• **What the task requires**
The listing below must be repeated word for word, with its images excluded.
"""
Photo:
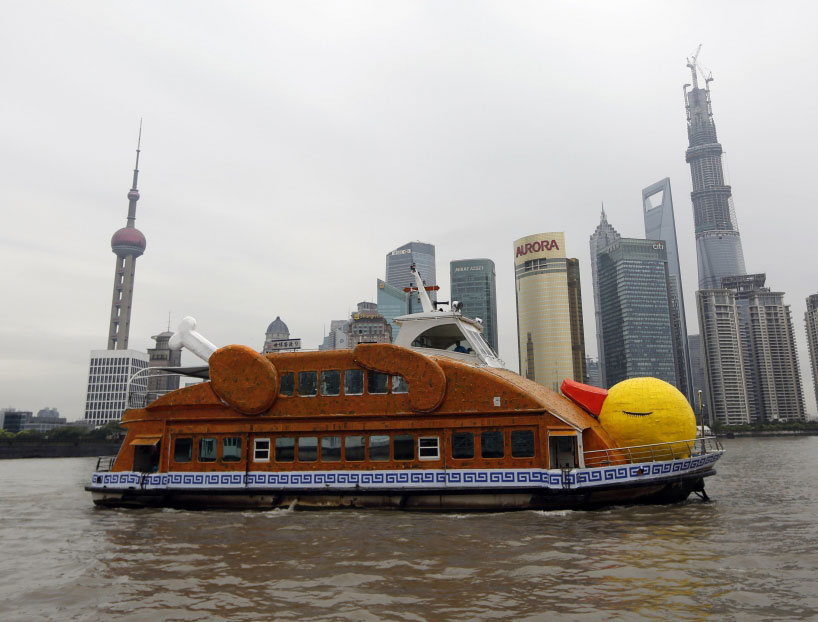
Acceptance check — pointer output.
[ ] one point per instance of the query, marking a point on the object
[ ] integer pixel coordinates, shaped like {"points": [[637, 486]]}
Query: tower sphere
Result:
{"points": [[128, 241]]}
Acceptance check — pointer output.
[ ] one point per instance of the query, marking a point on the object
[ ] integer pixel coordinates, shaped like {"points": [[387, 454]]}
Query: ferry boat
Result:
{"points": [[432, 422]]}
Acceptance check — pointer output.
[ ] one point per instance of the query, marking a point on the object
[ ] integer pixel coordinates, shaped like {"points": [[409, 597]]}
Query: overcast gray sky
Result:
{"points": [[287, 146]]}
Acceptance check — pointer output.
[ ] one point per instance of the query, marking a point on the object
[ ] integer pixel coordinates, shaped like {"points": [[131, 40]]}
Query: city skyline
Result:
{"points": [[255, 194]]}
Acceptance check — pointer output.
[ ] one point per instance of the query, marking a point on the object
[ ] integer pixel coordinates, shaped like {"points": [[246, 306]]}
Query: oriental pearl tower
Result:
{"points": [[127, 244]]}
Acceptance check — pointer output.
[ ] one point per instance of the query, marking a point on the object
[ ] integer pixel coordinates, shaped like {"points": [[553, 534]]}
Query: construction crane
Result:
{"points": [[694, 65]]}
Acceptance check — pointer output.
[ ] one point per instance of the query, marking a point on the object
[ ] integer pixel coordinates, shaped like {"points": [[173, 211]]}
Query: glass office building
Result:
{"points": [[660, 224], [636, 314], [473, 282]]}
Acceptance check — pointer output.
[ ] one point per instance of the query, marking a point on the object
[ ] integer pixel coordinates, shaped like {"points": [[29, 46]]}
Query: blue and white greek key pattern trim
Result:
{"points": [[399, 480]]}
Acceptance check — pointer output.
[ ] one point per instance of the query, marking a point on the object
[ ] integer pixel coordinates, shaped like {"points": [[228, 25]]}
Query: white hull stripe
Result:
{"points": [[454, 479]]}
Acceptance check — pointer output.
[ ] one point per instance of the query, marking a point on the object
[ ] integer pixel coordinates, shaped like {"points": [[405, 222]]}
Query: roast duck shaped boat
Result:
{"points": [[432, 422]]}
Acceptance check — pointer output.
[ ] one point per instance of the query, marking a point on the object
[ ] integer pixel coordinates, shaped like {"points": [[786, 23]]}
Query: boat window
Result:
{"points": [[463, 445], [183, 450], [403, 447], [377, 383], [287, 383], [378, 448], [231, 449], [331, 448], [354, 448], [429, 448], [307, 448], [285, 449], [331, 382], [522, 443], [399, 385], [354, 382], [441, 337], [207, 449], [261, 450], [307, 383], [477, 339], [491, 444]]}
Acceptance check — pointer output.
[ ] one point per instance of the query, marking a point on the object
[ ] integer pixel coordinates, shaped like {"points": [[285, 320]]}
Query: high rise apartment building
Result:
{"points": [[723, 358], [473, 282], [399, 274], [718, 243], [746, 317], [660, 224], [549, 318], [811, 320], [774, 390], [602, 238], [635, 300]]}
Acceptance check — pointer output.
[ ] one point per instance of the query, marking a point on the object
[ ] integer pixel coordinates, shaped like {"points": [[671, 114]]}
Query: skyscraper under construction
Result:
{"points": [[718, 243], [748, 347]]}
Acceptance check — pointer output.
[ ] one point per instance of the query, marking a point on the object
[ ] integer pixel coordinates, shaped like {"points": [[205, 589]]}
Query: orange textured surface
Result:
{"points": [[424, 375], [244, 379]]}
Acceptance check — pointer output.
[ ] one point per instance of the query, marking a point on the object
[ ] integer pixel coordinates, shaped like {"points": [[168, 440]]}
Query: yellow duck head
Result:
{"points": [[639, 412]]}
"""
• **The output**
Photo:
Acceptance check — pointer output.
[ ] one point per instance of the query, marking a point on the object
[ ] integer pixel coordinates, shaped like {"points": [[637, 486]]}
Query: tower sphere
Result:
{"points": [[128, 241]]}
Acceptance check — pointer output.
[ ] one point per instance of the query, marking a point on the object
[ ] integer pixel coordinates, shaped like {"points": [[387, 454]]}
Query: ferry boat
Result:
{"points": [[432, 422]]}
Acceptance check — pointer output.
[ ] one point per instance of the query, marking a point on the object
[ ] integer pixel coordinates, shaped like {"points": [[409, 597]]}
Query: overcast gray sky
Result:
{"points": [[287, 146]]}
Acceptance check — pointer output.
[ ] one point per instance of the query, marking a point on the object
[ ] integer pixel coordinates, shaped like {"points": [[131, 40]]}
Query: city skyline
Result:
{"points": [[255, 194]]}
Acceptance check — pointer output.
[ ] one point per instance of the query, marking a point on the object
[ ] integer pixel coordinates, shaped like {"points": [[246, 306]]}
Query: oriental pearl tower
Result:
{"points": [[127, 244]]}
Acceptance check — pointer output.
[ ] one point per instance of the query, marking a point on the object
[ ] integer pixel coordinates, shaped like {"points": [[553, 534]]}
Query: construction crane
Result:
{"points": [[694, 65]]}
Acceptance check — pointer output.
[ ] one point per instance of the query, marking a point on the object
[ ] integer pixel coordinates, shaped like {"points": [[173, 211]]}
Query: glass office building
Result:
{"points": [[660, 224], [636, 314], [473, 282]]}
Acceptance check — pointer output.
[ ] one point per instance of the query, marking a point on the object
[ ] integer pixel coordinates, shaped like {"points": [[29, 46]]}
Query: blue and white greek key pattern trim
Result:
{"points": [[399, 480]]}
Acceptance check — pointer output.
[ ] one point per instance of the query, marking a point on the object
[ ] integer pixel coordinates, shaped like {"points": [[228, 25]]}
Query: white hull stripe
Result:
{"points": [[454, 479]]}
Acceptance check — pointer output.
[ ] one point per instance of the query, marking a point on the object
[ ] integer pixel coordinates, shaped like {"points": [[405, 222]]}
Query: roast duck shaped boat
Result:
{"points": [[432, 422]]}
Acceptance check — pointer output.
[ ] one point per instance of the query, marking a point on the object
[ ] integer pixel coordinates, shaped like {"points": [[786, 23]]}
Query: boat window
Result:
{"points": [[463, 445], [183, 450], [403, 447], [377, 383], [287, 383], [378, 448], [231, 449], [331, 448], [354, 448], [429, 448], [307, 448], [285, 449], [331, 382], [522, 443], [399, 385], [354, 382], [441, 337], [207, 449], [261, 450], [307, 383], [477, 339], [491, 444]]}
Acceptance check — pointer output.
[ ] one point per instance of the query, marking a point on the object
[ ] integer pixel coordinates, shaped like {"points": [[285, 320]]}
Query: high rise apartment building
Result:
{"points": [[723, 358], [473, 282], [399, 274], [718, 243], [746, 317], [660, 224], [549, 318], [811, 320], [774, 390], [602, 238], [635, 300]]}
Acceptance check — pointer output.
[ ] one point per instance of the query, marking a point on the object
[ ] integer pixel coordinates, shaped like {"points": [[671, 114]]}
Query: skyscraper under construction
Result:
{"points": [[718, 243], [748, 347]]}
Acceptance check — pointer output.
[ ] one point per instance of the query, marking a point on the object
[ ] integer pixel coordinates, shaped like {"points": [[205, 589]]}
Query: orange textured surface
Result:
{"points": [[424, 375], [244, 379]]}
Acceptance check — pointer output.
[ ] one point per instance of the query, marking a point on the object
[ ] integer pixel coordinates, shaped like {"points": [[168, 440]]}
Query: yellow duck head
Result:
{"points": [[639, 412]]}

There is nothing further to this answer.